-- Begin --

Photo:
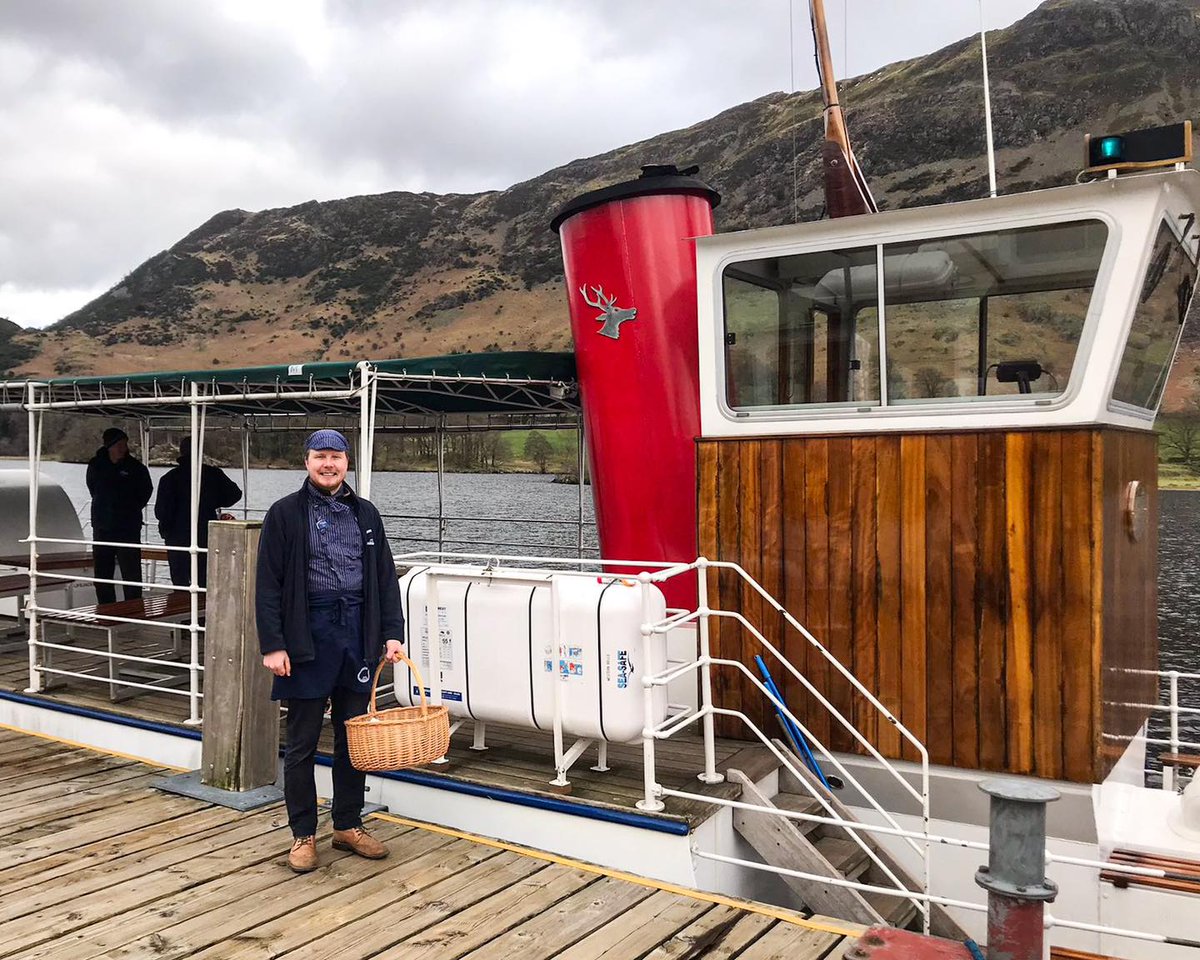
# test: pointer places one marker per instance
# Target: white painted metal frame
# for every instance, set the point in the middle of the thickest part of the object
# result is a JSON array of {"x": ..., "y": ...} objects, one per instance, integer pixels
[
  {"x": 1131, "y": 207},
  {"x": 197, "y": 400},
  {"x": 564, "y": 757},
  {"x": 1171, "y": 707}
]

-- End --
-- Begin --

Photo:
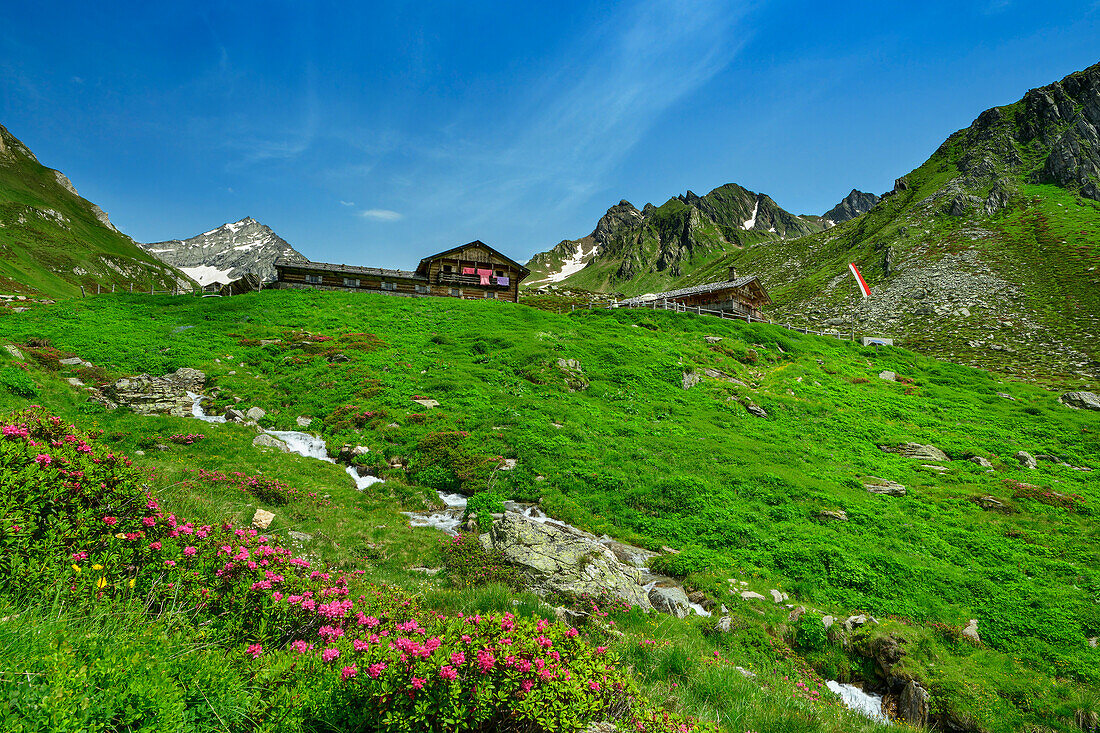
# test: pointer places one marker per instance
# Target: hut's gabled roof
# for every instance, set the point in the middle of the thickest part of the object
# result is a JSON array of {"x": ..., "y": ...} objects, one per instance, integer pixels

-- End --
-- Begin --

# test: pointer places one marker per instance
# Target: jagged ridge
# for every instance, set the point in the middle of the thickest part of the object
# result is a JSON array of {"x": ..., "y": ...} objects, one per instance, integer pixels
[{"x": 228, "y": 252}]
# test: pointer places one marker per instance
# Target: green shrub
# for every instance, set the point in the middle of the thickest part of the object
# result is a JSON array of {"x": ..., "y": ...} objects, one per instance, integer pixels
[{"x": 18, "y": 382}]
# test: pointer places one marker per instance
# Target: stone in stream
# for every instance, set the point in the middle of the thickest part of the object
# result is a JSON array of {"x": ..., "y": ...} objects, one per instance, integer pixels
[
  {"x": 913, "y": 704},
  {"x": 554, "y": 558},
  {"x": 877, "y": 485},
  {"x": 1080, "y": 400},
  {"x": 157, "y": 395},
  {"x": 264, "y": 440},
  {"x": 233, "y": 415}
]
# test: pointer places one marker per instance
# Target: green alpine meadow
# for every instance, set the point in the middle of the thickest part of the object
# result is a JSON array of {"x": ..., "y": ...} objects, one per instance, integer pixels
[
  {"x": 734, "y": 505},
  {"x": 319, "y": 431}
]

-- End --

- TASK DIRECTIONS: Pick out and copy each line of the entries above that contains the word "Target". Upper and lower case must match.

- RIGHT ANSWER:
# Target: white painted metal frame
# Target: hut's gabled roof
# Target: jagged ridge
# Target: green shrub
# Target: stone in stream
# Target: green alpine meadow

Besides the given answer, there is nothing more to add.